• Written task
Format all of the data below as a numbered list, omitting any blank lines.

[Labeled point data]
*****
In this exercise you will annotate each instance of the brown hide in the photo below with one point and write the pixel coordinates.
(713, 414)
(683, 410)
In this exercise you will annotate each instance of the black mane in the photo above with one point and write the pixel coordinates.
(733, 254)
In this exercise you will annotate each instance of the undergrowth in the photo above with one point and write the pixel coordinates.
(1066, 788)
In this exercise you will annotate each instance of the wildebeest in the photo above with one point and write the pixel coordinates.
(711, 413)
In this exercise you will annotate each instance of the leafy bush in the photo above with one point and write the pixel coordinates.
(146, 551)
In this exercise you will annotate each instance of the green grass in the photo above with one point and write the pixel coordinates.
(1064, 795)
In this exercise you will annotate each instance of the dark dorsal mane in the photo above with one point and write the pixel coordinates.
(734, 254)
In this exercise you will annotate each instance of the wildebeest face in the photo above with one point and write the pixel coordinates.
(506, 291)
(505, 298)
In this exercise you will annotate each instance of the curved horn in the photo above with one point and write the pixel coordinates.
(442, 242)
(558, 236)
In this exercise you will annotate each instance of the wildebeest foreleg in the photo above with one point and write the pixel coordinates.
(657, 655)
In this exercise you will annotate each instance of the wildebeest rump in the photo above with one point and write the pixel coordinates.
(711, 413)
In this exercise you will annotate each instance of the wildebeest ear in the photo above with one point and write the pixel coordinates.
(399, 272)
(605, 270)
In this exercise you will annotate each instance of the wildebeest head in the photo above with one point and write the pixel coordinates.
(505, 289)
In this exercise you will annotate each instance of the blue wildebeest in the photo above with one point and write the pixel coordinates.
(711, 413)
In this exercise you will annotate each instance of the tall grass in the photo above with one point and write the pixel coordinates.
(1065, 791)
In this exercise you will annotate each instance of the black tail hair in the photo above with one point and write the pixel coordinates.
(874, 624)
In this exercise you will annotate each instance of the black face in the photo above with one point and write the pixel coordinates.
*****
• The result
1. In this exercise you will annotate each instance of the brown hide in the photo below with one point and write the pixel coordinates.
2. (713, 414)
3. (683, 410)
4. In this exercise you will annotate each instance of the black mane in the photo above with one point and write the pixel coordinates.
5. (733, 254)
6. In this exercise you will annotate each instance of the undergrowth in the photo above with one point and write the pixel coordinates.
7. (1066, 788)
8. In this exercise you will annotate each instance of the wildebeest in the photo above with one point and write the pixel coordinates.
9. (711, 413)
10. In this exercise you will annotate each instance of the leafy bush in the photo above with one point and write the pixel coordinates.
11. (146, 551)
12. In this exercise you will annotate each instance of the green grass in the photo above with one point and write the pixel coordinates.
13. (1064, 795)
14. In this exercise you will annotate each instance of the dark dorsal mane in the photo above with one point and write the pixel coordinates.
15. (734, 254)
16. In this exercise you will annotate each instance of the wildebeest face in the photo above with one point and write the pixel coordinates.
17. (506, 291)
18. (505, 298)
19. In this exercise you will annotate each instance of the curved horn in the photo above with one point and write the pixel coordinates.
20. (442, 242)
21. (558, 236)
22. In this exercise you will annotate each instance of the wildebeest foreleg in the photo above with one point and write the pixel coordinates.
23. (657, 655)
24. In this exercise you will annotate each instance of the wildebeest rump in the photo above with one point and write the pixel coordinates.
25. (711, 413)
26. In this exercise you will annotate each instance of the wildebeest ear in the photo above with one point and write the pixel coordinates.
27. (399, 272)
28. (605, 270)
29. In this exercise you will annotate each instance of the wildebeest head in the photo above with one point and write the pixel coordinates.
30. (505, 289)
31. In this exercise you will annotate each instance of the blue wildebeest in the photo above with one point and write the pixel coordinates.
32. (711, 413)
33. In this exercise you will annotate each instance of the tall grass in the photo above with one point and write the pixel coordinates.
34. (1065, 791)
35. In this exercise you will annotate each instance of the black tail hair in the photo above with one point and write the pixel coordinates.
36. (874, 624)
37. In this exercise you will annotate each instance of the black face in the photo above with one point and write the pixel coordinates.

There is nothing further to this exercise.